◆ STORED RECORDS ◆
****************

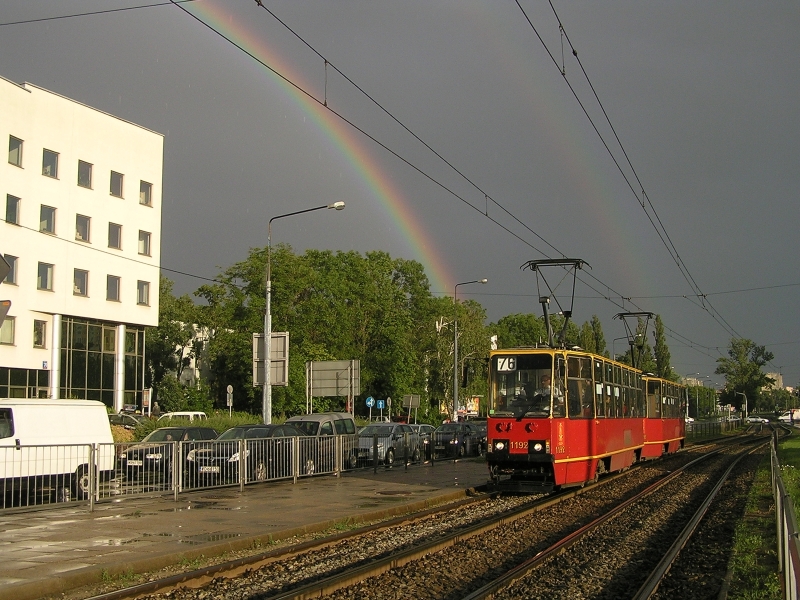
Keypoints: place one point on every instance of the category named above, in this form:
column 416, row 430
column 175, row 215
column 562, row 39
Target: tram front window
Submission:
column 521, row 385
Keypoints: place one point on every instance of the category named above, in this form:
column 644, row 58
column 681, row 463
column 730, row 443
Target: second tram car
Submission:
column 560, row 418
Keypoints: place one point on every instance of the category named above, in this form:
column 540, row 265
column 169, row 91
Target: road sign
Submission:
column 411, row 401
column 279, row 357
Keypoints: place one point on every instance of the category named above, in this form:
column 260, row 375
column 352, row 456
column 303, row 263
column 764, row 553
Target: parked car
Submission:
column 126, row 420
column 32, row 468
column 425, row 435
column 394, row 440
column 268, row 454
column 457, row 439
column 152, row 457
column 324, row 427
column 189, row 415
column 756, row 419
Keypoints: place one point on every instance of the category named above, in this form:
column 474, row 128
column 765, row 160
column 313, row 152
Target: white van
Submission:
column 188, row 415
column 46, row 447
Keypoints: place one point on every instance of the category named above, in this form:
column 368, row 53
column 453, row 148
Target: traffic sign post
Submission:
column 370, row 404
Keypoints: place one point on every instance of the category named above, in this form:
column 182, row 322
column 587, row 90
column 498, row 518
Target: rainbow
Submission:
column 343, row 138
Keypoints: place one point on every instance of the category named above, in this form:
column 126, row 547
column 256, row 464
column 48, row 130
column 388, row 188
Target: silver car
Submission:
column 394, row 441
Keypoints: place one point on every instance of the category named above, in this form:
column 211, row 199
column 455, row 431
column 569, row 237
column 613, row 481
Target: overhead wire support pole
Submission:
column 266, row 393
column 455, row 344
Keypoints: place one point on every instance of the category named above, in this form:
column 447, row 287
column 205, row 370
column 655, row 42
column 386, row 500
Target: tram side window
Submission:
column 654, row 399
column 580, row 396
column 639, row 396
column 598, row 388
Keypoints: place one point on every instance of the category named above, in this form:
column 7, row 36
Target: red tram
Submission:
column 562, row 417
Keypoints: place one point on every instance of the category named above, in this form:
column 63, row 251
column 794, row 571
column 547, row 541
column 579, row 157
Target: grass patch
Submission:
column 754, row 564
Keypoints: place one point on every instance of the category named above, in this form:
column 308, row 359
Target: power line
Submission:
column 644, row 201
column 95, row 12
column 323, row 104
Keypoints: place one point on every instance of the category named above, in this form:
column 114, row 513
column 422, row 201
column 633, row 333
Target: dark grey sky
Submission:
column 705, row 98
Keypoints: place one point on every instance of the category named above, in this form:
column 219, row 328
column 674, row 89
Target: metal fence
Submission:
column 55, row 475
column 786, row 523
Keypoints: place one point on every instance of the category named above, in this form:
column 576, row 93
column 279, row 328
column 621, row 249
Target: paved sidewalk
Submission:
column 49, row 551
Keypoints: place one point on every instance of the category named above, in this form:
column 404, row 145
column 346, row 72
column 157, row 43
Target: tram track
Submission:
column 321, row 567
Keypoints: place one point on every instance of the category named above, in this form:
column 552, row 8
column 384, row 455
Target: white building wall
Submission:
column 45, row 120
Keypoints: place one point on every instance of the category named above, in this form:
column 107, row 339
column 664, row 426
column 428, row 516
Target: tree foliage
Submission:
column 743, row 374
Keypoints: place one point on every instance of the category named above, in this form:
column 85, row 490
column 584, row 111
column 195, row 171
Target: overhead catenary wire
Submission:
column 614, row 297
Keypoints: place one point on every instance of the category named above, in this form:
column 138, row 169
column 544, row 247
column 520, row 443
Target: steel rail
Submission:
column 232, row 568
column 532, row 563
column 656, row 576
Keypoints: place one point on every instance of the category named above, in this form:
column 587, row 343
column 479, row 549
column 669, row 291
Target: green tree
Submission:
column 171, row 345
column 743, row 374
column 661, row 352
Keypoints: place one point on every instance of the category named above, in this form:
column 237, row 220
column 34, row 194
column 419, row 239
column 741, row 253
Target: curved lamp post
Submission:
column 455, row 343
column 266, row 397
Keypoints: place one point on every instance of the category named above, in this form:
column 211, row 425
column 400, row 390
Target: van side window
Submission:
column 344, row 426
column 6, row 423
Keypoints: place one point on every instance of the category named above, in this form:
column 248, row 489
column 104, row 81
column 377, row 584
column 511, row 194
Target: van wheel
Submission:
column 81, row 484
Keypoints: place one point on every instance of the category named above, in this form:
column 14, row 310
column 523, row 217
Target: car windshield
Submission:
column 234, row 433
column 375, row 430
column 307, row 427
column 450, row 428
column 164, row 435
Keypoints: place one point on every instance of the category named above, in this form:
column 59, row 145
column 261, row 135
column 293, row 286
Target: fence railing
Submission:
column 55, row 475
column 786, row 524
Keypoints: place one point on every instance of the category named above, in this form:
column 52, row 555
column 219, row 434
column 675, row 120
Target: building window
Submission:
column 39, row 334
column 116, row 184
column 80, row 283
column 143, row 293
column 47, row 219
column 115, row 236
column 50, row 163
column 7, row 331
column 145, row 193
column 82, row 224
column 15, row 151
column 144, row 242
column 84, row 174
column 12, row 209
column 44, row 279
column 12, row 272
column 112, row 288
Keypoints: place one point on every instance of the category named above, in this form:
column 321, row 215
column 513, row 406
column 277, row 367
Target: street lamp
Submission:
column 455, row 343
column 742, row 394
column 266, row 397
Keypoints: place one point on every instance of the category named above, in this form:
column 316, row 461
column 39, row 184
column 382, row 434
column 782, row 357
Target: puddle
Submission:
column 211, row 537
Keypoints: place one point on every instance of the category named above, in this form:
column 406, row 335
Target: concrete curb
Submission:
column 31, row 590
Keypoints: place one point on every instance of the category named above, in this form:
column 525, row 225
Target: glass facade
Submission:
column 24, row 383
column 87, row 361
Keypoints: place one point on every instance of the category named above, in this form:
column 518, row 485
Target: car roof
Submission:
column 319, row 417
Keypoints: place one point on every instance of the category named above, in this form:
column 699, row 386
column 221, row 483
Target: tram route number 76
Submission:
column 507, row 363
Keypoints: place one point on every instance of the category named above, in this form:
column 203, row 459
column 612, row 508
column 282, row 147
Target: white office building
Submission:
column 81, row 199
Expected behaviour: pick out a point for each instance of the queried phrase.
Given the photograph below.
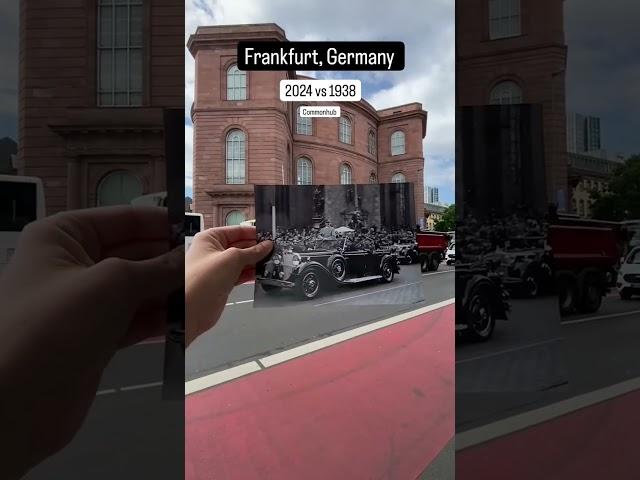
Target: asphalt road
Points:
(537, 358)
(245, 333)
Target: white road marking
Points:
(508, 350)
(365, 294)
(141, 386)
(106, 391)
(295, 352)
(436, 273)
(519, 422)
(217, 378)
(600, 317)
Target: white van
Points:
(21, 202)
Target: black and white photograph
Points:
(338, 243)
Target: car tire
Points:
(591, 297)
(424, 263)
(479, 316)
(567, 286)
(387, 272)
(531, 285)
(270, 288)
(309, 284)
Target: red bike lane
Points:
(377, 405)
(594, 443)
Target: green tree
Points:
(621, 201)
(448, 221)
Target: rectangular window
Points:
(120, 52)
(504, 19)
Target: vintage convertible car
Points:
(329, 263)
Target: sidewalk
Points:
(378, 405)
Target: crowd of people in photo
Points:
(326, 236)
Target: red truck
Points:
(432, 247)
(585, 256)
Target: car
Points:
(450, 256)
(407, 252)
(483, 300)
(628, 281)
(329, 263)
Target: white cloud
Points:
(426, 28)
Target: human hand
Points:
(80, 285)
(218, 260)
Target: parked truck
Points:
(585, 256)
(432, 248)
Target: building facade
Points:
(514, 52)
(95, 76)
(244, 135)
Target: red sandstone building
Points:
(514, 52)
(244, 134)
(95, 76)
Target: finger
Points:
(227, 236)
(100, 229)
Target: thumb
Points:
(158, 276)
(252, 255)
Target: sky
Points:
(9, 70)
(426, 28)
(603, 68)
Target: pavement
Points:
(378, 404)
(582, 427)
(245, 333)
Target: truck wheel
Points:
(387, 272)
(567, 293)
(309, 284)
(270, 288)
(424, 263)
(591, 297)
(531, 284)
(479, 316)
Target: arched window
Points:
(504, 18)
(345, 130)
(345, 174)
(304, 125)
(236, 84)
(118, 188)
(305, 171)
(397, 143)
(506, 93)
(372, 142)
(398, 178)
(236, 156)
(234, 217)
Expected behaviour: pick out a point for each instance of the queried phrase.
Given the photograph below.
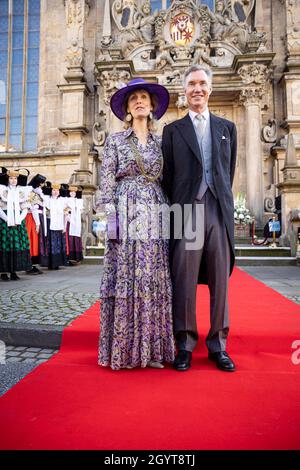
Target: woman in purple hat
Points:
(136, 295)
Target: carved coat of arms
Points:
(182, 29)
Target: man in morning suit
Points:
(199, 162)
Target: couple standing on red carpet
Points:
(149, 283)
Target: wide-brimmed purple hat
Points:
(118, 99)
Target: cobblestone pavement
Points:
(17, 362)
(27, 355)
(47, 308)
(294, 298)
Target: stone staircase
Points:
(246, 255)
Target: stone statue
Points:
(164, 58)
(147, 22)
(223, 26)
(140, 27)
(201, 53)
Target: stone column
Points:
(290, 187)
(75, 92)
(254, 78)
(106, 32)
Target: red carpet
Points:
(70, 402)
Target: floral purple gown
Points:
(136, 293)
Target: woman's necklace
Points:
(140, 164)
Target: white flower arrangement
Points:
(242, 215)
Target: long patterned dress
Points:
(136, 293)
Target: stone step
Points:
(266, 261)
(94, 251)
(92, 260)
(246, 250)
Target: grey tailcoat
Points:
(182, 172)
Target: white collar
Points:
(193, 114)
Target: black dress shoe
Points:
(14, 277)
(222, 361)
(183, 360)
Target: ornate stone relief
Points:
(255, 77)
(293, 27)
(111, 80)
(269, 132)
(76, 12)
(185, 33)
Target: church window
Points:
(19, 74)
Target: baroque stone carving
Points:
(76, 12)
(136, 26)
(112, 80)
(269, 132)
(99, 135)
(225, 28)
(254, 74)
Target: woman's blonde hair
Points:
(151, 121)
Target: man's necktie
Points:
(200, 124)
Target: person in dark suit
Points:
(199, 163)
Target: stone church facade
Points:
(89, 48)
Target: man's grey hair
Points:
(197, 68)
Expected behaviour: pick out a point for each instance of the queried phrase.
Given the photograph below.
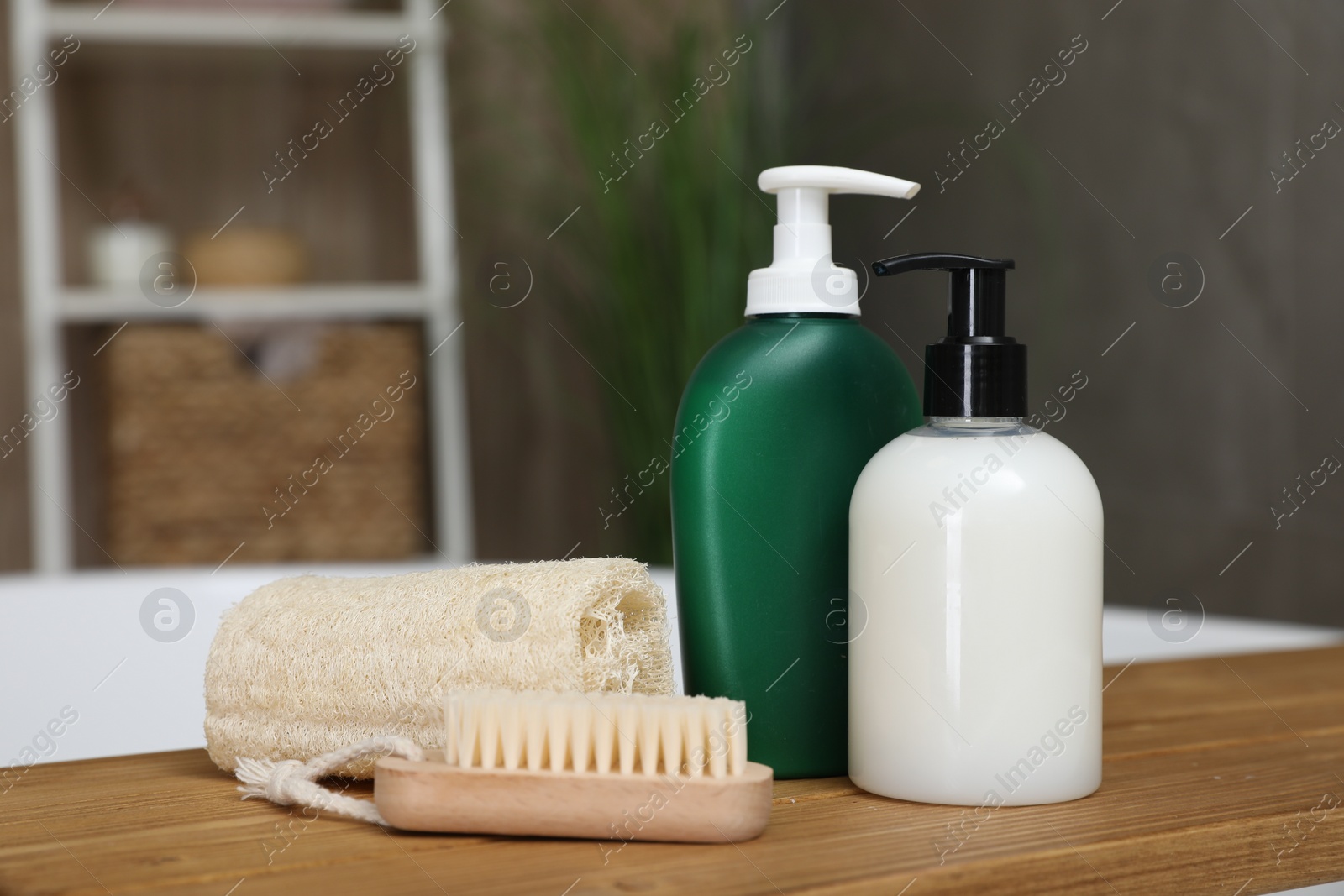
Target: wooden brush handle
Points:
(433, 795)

****************

Beginning with the line that holds "Target: man in morning suit", extract every line to the end of the material, exactly as it stands, and drop the pictures.

Target: man in morning suit
Points:
(199, 162)
Target: couple standing on red carpet
Points:
(149, 283)
Target: wide-brimmed purple hat
Points:
(118, 99)
Target: cobblestone pavement
Points:
(17, 362)
(27, 355)
(47, 308)
(294, 298)
Target: stone staircase
Points:
(246, 255)
Target: stone statue
Points:
(164, 58)
(147, 22)
(223, 26)
(140, 27)
(201, 53)
Target: stone column
Points:
(290, 187)
(75, 92)
(254, 78)
(106, 32)
Target: red carpet
Points:
(70, 402)
Target: floral purple gown
Points:
(136, 293)
Target: woman's necklace
Points:
(140, 164)
Target: white flower arrangement
Points:
(242, 215)
Target: long patterned dress
Points:
(136, 293)
Target: stone step
Points:
(266, 261)
(94, 251)
(92, 260)
(246, 250)
Target: grey tailcoat
Points:
(182, 172)
Target: white collar
Points:
(193, 114)
Target: black dress shoe
Points:
(14, 277)
(222, 361)
(183, 360)
Target: ornate stone relief
Points:
(255, 77)
(293, 27)
(111, 80)
(269, 132)
(76, 12)
(185, 33)
Target: church window
Points:
(19, 74)
Target: baroque stone carving
Points:
(76, 12)
(136, 26)
(112, 80)
(269, 132)
(99, 135)
(225, 28)
(254, 74)
Target: woman's blonde hair
Points:
(151, 121)
Target: man's necktie
Points:
(200, 124)
Target: person in dark suit
Points:
(199, 163)
Target: stone church facade
Points:
(89, 48)
Target: man's grey hair
Points:
(197, 68)
Expected behaviour: pick out a point for each instance of the queried phrase.
Given the photograph below.
Target: wooden brush handle
Points:
(433, 795)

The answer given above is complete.